__STATED TASK A__: Show every line of the listing that contains the word "hijab".

Top Seven Tips for the advanced Pasta Lover

Most people think cooking pasta is really easy. Just throw some noodles into boiling water and drain it, right?

Wrong! I am going to reveal some secrets here that will make pasta one of your favourite dishes ever.

But allow me a short digression. To a serious pasta lover, the word "noodles" is just dreadful -- at least when you talk about Italian pasta. Calling Italian pasta "noodles" would be like calling baseball "Stickball" -- just plain sad, enough to make me cry.

But let's cut to the chase. You probably think that to cook nice pasta the ingredients are the most important things. Well, guess again.

PASTA SECRET #1: ATTITUDE

The most important thing when cooking pasta is your attitude. You don't have to be a Zen archer or a samurai warrior just to prepare pasta, but one of the best pasta cooks in Northern Italy, Grandma, always told me that cooking pasta without the right attitude will never work.

Cooking pasta is an act of love, even self-sacrifice. You do not want to come right off the street with a bag of grocery and start cooking. Clean up, change your clothes, and maybe even take a shower. This puts you in the right frame of mind.

Beyond that, cooking pasta requires inner purity, personal energy, one-pointed concentration, even your prana. Otherwise cooking becomes just mechanical, heartless food preparation -- MacDonald's style cooking. Not good even for a dog.

Before you even start, stand in your kitchen, face the stove and get inwardly ready to cook. If you know how, try a short meditation. Silence around and inside you is a must. You want to be very deep inside yourself when you cook.

__SUPPLIED DATA__:
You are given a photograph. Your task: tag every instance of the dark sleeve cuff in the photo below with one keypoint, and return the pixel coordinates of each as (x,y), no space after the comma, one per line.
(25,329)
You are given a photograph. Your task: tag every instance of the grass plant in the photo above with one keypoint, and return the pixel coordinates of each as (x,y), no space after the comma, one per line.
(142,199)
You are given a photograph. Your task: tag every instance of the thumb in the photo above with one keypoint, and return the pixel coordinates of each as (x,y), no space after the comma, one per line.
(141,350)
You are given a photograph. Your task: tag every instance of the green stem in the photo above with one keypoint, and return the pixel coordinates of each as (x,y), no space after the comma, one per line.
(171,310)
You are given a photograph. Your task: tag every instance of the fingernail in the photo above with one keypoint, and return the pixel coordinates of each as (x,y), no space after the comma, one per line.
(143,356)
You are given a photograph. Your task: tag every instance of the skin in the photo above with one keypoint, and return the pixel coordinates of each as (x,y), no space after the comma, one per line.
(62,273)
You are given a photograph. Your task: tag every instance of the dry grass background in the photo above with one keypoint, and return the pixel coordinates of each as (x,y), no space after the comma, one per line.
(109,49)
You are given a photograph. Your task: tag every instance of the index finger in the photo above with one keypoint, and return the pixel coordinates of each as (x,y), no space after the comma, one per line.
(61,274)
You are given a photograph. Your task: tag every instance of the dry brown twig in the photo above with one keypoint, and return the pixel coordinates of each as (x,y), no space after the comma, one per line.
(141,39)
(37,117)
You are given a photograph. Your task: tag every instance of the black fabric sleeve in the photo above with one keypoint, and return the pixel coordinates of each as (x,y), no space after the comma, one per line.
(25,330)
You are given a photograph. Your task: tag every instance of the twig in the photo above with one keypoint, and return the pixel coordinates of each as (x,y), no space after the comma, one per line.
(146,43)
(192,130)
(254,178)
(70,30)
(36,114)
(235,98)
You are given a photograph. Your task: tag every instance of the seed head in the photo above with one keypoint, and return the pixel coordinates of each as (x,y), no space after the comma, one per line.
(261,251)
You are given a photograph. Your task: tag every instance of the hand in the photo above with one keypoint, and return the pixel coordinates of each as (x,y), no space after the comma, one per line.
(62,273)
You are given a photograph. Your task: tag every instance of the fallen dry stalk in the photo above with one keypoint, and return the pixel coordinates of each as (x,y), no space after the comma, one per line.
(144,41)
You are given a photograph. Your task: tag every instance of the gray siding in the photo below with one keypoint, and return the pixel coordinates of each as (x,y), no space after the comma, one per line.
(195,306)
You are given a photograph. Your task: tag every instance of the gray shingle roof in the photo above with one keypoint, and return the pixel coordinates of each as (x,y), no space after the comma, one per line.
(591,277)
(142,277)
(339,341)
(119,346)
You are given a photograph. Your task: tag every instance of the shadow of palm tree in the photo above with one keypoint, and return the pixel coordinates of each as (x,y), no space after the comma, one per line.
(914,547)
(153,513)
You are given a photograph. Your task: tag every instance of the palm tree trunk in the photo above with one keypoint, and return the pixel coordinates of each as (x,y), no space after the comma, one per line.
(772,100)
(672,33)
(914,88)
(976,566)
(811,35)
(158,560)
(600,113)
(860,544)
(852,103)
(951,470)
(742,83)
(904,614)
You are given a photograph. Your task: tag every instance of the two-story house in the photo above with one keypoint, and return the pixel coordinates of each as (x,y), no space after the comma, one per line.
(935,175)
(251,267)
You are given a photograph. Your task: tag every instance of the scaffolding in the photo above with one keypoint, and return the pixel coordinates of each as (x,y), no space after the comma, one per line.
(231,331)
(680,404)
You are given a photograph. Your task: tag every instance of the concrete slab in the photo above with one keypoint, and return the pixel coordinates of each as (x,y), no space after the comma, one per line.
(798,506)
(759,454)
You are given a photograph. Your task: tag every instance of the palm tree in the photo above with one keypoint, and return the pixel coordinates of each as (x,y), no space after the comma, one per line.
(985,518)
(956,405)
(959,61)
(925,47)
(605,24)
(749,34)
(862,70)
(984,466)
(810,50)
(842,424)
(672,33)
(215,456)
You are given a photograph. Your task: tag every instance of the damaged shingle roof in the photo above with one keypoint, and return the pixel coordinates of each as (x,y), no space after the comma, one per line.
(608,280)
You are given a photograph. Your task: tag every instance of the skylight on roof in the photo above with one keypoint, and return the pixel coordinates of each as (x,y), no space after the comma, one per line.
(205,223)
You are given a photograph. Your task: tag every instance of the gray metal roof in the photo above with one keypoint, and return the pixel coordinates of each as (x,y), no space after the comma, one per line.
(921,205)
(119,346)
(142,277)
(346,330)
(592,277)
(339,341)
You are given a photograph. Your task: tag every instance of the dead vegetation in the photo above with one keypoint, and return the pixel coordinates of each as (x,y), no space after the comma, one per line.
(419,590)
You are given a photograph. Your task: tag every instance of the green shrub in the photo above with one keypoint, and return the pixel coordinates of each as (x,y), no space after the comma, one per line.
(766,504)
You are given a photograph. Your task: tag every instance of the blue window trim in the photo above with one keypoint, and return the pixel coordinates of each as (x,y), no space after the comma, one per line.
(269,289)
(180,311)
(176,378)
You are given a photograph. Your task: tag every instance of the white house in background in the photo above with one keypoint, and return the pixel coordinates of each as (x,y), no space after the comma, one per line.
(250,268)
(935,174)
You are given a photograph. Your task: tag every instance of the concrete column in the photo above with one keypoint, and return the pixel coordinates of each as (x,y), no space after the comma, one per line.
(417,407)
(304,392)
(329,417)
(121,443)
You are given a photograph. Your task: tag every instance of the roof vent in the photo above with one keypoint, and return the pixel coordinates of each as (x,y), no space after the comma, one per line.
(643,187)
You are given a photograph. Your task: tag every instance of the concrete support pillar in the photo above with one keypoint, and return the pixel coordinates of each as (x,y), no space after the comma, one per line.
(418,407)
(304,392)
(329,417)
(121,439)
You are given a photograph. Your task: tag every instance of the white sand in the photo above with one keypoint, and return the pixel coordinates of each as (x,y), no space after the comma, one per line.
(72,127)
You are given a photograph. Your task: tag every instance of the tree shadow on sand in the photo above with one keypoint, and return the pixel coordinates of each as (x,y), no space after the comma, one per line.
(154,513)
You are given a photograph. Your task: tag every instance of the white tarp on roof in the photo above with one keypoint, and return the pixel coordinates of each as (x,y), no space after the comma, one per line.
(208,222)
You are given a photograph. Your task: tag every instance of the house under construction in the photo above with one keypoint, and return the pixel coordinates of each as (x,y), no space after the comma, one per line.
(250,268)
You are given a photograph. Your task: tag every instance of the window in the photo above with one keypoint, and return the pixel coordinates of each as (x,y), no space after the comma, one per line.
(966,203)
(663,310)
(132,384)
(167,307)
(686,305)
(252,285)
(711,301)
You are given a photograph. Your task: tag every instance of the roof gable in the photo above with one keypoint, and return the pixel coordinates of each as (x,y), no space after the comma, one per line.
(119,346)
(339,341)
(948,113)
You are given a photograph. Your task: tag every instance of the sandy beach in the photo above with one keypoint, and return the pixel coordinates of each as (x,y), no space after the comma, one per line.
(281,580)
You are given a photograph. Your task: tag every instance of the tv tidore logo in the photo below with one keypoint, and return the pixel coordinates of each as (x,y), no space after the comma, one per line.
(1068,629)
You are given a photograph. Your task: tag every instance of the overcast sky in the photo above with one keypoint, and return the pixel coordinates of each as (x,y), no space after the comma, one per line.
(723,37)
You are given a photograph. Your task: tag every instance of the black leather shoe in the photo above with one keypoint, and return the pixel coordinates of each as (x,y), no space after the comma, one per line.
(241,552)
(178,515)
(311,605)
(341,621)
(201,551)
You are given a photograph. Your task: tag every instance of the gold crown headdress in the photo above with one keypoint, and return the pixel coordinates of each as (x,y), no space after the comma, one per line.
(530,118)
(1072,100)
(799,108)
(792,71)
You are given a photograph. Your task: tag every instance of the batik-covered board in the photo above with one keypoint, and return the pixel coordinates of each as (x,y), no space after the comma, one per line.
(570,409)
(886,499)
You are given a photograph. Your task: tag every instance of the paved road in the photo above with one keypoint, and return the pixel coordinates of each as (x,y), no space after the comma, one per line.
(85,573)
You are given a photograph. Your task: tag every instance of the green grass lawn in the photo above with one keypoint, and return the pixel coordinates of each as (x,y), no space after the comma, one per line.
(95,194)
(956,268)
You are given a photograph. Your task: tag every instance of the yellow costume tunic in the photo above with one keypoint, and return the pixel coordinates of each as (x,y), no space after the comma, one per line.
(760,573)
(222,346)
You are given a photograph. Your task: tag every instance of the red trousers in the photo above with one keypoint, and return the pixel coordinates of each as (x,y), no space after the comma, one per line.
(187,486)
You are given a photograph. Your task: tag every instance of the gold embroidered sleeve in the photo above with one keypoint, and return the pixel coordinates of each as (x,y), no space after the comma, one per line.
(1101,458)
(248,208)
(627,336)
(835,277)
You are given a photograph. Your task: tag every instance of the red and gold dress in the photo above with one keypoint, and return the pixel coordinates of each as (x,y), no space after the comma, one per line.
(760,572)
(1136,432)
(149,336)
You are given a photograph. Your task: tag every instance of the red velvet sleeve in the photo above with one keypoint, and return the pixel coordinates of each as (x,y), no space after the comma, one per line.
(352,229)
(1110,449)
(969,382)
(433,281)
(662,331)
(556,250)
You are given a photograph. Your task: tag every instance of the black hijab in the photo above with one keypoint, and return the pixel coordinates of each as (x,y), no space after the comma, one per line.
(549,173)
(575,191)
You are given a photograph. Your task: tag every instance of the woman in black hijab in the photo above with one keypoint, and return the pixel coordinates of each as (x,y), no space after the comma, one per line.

__STATED TASK B__: Based on the pasta tips, mark each statement yes or no, and quote the exact words that decide it. (i) Grandma is called one of the best pasta cooks in Northern Italy. (ii) The writer advises starting to cook as soon as you come in from the street with groceries. (iii) The ingredients are named as the most important thing when cooking pasta.

__COMPLETE RESPONSE A__:
You are given a photograph. Your task: tag every instance of the black hijab in the photo above with one keypoint, and return the pixel coordinates of each as (x,y), no space after the comma, one per line.
You are given a photograph. Your task: tag every instance of the woman in black hijab in the photo above with one keypoint, and return the pixel coordinates of each as (x,y), no space after the comma, one per line.

__COMPLETE RESPONSE B__:
(i) Yes: "one of the best pasta cooks in Northern Italy, Grandma"
(ii) No: "You do not want to come right off the street with a bag of grocery and start cooking."
(iii) No: "The most important thing when cooking pasta is your attitude."